◆ Exercise prompt:
Rewrite every line below in full, and add 8 to each x and y vertex coordinate in the answers.

Data records

□ □ □ □ □

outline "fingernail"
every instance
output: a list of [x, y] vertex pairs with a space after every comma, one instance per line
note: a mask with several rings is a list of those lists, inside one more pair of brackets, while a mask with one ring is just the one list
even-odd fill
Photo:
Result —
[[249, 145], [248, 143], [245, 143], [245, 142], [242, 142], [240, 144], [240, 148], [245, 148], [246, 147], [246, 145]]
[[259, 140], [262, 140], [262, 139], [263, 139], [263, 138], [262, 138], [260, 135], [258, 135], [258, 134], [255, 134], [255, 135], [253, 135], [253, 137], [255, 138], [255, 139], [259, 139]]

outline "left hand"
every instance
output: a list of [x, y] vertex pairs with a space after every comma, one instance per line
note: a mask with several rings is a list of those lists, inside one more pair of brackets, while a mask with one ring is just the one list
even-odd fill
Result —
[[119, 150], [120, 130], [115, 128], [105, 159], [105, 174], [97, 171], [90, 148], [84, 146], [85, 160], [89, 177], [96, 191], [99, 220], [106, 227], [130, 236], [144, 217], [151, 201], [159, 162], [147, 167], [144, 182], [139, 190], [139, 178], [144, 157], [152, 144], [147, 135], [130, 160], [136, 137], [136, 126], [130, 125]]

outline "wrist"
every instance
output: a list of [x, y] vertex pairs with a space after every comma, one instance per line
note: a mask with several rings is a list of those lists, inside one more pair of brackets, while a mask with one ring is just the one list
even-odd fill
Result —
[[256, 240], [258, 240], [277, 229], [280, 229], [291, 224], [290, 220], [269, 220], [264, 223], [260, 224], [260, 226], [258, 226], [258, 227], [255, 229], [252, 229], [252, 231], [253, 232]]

□ □ □ □ □

◆ Solution for this task:
outline "fingernail"
every instance
output: a list of [x, y] vertex pairs with a space after every comma, one instance per line
note: a mask with several rings is a list of those lists, inside one more pair of brackets, while a mask with one ring is just the one list
even-odd fill
Photo:
Result —
[[257, 153], [256, 151], [253, 151], [253, 150], [250, 150], [248, 152], [248, 156], [253, 156], [254, 155], [254, 153]]
[[267, 148], [270, 148], [270, 147], [271, 147], [271, 146], [270, 146], [268, 143], [266, 143], [266, 142], [263, 142], [263, 143], [261, 143], [261, 145], [263, 146], [263, 147], [267, 147]]

outline "left hand"
every instance
output: a list of [x, y] vertex pairs with a space after every comma, one instance per line
note: a mask with several rings is a list of those lists, inside one more pair of brackets, while a mask with one ring is just the one list
even-odd fill
Result —
[[127, 158], [128, 138], [123, 136], [113, 167], [113, 182], [105, 179], [98, 156], [92, 154], [93, 168], [97, 185], [104, 199], [107, 228], [114, 235], [138, 244], [152, 225], [159, 209], [167, 170], [155, 175], [152, 190], [147, 198], [147, 186], [152, 165], [160, 152], [155, 143], [138, 168], [144, 145], [144, 134], [138, 133]]

outline "wrist"
every instance
output: a list of [x, y] vertex pairs with a space after every comma, one instance per line
note: a mask with several rings is a list of those lists, inside one more pair of brackets, while a mask with one ring is just the one list
even-odd fill
Result —
[[264, 248], [266, 248], [285, 237], [288, 237], [299, 232], [298, 228], [277, 228], [272, 231], [268, 232], [268, 234], [266, 234], [266, 235], [263, 237], [260, 237], [260, 239], [261, 240]]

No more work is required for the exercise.